■ Consegna a
Rispondi a queste domande sul brano dedicato alla Terza Sinfonia di Saint-Saëns:
(i) Che strumenti si usano oggi nell'Auditorium al posto di un organo vero e proprio?
(ii) A chi dedicò la sinfonia Saint-Saëns?
(iii) In che modo Fournillier dirige la sinfonia?
################
Ha chiuso la serata la Terza Sinfonia, nella quale Saint-Saëns prevede una parte concertante per l’organo. A proposito, laVerdi ha lanciato un’iniziativa per dotare l’Auditorium di un organo in piena regola (oggi vengono usati strumenti elettronici amplificati). É quindi in corso il processo di reperimento delle risorse finanziarie che servono a raggiungere questo importante obiettivo. 

La Sinfonia è suddivisa formalmente in due sole parti, ma al suo interno in effetti è quadripartita, come nella tradizione classica. É famosa (anche) perchè vi compare un motto che richiama il Dies Irae, presentato fin dall’inizio, e poi protagonista - portato trionfalisticamente in modo maggiore! - nel finale. È stato peraltro osservato come questo tema del finale sia in realtà derivato dall’Ave Maria di Arcadelt (16° secolo) trascritta nell’800 da Pierre-Louis Dietsch e poi ri-arrangiata da Franz Liszt, di cui Saint-Saëns era devotissimo e al quale dedicò la sinfonia.


Sinfonia francamente pretenziosa e piuttosto velleitaria, per la quale (per me) vale la classica definizione di interessante, ma non bella, ecco. Certo Fournillier, che la dirige a memoria, e i ragazzi, han fatto del loro meglio per farcela apparire anche bella... beh, se il bello si rapporta al fracasso del finale, allora ci siamo in pieno!
################
■ Consegna b
Trova nei record tutte le righe in cui compare la parola "hair" e riportale.
################
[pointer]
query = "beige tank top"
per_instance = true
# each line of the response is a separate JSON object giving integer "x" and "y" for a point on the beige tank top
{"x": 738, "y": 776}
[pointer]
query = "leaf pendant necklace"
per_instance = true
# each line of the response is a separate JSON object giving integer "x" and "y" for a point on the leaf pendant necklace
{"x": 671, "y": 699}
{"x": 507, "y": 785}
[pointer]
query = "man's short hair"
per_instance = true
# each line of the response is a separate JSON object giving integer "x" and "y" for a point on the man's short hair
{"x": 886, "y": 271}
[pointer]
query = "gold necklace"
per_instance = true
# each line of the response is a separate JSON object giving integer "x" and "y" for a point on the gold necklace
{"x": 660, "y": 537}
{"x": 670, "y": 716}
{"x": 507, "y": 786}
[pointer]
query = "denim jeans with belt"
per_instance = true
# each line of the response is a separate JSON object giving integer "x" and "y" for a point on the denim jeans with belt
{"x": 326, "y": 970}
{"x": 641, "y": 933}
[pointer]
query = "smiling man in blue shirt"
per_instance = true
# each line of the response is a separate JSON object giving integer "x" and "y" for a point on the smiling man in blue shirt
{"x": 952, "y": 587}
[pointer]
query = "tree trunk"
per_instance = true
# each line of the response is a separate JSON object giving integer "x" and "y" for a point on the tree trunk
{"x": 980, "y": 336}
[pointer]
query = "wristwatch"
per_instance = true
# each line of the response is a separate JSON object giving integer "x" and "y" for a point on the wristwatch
################
■ Risposta completa a
(i) Strumenti elettronici amplificati.
(ii) A Franz Liszt.
(iii) A memoria.

■ Risposta completa b
query = "man's short hair"
# each line of the response is a separate JSON object giving integer "x" and "y" for a point on the man's short hair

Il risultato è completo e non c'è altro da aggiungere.